(Requisitos do exercício)
• A. Segundo o trecho sobre Savimbi, em que circunstância ele morreu?
• B. Indique se cada afirmação concorda com o trecho sobre Savimbi, respondendo sim ou não e citando as palavras decisivas: (i) Savimbi é apresentado como líder angolano; (ii) a vida de Savimbi é considerada irrelevante para entender os conflitos armados em Angola; (iii) o trecho situa a influência de Savimbi apenas no período anterior à independência.

João Henrique Rodilson Hungulo, opinião

Savimbi, em seu magnífico trabalho enquanto líder angolano, promoveu tragédias incontáveis, através da lança carniceira que caracterizava a morte penosa e maldita, que não permite a história recusá–la em exposição através da palavra oral ou escrita, deste grande titã sanguinário que contagiou com a desgraça profana a história de nossa condição angolana desde o início de nossa história da independência até ao momento do curso actual dos factos, caracterizados pela sua morte em combate.

Observando com especial apresso e atenção, a vida de Savimbi enquanto líder mostra – se como recurso precioso para interpretarmos correctamente o que aconteceu em tempos de conflitos armados em Angola.

(Itens de dados armazenados)
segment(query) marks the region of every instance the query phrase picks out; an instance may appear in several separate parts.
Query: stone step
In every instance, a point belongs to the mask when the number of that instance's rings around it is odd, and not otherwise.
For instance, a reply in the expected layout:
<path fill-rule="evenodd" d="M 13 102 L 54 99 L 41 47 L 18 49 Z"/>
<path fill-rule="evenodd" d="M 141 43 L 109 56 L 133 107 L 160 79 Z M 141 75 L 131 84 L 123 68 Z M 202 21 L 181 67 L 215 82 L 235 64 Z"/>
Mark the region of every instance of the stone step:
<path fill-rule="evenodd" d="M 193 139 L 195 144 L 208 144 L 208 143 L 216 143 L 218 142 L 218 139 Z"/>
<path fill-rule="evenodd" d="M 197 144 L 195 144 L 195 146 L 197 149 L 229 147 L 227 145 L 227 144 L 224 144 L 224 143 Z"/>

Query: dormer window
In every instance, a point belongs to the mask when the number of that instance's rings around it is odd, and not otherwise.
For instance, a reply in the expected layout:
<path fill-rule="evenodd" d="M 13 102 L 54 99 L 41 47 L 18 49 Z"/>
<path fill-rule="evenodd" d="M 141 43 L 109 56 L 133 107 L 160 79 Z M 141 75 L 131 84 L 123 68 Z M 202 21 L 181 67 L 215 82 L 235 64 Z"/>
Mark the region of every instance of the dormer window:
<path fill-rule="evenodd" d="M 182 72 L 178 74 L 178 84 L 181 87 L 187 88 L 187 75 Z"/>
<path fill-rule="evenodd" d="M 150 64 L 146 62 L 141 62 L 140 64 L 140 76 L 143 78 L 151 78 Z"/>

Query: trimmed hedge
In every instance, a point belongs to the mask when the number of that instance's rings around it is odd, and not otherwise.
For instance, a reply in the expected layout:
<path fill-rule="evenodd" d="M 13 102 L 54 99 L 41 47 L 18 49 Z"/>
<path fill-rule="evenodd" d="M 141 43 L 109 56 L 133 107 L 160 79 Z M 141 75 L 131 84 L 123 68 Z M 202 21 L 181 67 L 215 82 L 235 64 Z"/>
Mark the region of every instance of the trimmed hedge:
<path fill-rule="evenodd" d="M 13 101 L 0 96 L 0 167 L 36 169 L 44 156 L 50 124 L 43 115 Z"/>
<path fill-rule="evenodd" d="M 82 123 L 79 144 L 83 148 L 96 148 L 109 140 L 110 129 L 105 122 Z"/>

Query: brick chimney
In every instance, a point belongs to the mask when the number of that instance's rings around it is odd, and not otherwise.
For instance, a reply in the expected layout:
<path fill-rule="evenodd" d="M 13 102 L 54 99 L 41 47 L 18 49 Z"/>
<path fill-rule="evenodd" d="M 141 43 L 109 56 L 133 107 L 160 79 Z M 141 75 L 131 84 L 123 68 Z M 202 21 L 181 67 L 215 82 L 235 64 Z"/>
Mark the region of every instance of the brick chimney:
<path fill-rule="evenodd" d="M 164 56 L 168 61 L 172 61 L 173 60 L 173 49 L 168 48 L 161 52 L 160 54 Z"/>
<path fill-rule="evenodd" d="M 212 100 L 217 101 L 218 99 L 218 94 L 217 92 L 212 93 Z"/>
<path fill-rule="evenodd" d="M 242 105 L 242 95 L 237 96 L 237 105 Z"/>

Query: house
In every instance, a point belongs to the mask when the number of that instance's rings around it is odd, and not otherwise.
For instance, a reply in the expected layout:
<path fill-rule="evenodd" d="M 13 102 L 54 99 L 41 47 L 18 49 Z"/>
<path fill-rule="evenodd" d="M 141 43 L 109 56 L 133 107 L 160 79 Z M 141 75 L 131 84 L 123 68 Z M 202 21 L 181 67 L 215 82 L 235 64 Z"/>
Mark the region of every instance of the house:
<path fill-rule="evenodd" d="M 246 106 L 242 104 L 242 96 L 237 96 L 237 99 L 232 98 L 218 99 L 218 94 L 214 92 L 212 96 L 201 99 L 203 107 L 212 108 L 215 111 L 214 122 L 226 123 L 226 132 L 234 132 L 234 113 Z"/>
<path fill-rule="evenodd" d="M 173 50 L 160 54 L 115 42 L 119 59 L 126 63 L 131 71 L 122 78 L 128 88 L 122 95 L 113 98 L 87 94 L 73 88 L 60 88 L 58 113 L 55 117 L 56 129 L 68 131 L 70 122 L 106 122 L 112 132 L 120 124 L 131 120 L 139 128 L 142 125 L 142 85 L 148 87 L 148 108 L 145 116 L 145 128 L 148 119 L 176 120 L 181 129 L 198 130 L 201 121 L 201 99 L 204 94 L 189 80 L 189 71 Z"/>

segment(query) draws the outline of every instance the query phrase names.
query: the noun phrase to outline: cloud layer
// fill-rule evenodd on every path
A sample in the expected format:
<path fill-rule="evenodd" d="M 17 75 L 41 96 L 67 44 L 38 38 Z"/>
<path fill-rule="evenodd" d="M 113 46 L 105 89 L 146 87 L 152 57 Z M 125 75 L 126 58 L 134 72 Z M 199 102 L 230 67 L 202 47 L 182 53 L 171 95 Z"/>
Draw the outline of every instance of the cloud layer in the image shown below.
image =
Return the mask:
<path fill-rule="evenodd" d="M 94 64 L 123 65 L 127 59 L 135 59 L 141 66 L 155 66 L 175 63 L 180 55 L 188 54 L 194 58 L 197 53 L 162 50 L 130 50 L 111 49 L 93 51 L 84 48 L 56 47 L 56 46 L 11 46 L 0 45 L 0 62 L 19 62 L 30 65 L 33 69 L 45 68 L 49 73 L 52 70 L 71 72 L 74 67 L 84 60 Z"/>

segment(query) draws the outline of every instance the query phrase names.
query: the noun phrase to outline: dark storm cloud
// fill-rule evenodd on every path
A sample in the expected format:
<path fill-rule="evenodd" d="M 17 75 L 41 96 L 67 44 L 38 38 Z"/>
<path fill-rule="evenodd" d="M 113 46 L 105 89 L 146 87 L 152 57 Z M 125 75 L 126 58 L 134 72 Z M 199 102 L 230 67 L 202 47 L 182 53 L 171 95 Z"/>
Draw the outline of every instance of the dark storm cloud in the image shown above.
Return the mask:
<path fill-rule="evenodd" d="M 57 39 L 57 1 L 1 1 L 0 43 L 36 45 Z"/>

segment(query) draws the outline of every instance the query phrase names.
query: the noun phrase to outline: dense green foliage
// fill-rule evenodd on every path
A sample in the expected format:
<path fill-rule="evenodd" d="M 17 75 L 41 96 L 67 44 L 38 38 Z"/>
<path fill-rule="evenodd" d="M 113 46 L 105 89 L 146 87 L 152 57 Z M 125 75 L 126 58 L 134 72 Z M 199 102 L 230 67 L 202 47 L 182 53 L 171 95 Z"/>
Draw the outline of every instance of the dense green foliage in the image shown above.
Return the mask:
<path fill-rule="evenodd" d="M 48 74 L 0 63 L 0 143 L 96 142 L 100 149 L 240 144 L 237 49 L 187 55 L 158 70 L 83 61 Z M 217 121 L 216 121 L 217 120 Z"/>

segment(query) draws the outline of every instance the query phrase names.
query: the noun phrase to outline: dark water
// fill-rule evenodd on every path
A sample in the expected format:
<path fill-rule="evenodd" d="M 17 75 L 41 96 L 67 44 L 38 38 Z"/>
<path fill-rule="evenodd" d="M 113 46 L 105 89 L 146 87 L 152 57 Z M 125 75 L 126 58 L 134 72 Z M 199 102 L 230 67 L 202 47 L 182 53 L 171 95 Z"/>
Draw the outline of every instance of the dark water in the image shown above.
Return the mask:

(Respostas abaixo)
• A. Em combate.

• B.
(i) Sim: "enquanto líder angolano".
(ii) Não: "recurso precioso para interpretarmos correctamente o que aconteceu em tempos de conflitos armados em Angola".
(iii) Não: "desde o início de nossa história da independência até ao momento do curso actual dos factos".